→ **What the task asks**:
Display each line of the source data below that contains the string "gray". Treat uppercase and lowercase letters as distinct.

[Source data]
═══
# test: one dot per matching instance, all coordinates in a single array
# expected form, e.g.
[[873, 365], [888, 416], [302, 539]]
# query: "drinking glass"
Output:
═══
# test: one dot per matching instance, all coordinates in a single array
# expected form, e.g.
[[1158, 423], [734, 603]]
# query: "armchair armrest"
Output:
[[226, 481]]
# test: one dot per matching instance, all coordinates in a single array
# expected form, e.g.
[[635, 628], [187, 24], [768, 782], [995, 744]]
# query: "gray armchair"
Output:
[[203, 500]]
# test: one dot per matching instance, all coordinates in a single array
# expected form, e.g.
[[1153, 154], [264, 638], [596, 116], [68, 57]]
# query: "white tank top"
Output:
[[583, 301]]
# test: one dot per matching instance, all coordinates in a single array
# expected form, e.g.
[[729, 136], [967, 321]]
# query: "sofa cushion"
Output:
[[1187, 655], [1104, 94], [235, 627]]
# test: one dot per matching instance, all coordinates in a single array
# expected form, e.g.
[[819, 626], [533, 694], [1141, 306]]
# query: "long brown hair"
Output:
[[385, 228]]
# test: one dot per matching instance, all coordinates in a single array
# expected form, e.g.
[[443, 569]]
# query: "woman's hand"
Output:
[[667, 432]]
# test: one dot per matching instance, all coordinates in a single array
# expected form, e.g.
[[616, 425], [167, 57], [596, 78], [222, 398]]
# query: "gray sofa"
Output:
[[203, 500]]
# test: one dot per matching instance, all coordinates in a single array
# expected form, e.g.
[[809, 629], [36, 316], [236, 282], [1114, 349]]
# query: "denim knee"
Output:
═══
→ **Exercise solution**:
# query: "gray armchair"
# query: "gray sofa"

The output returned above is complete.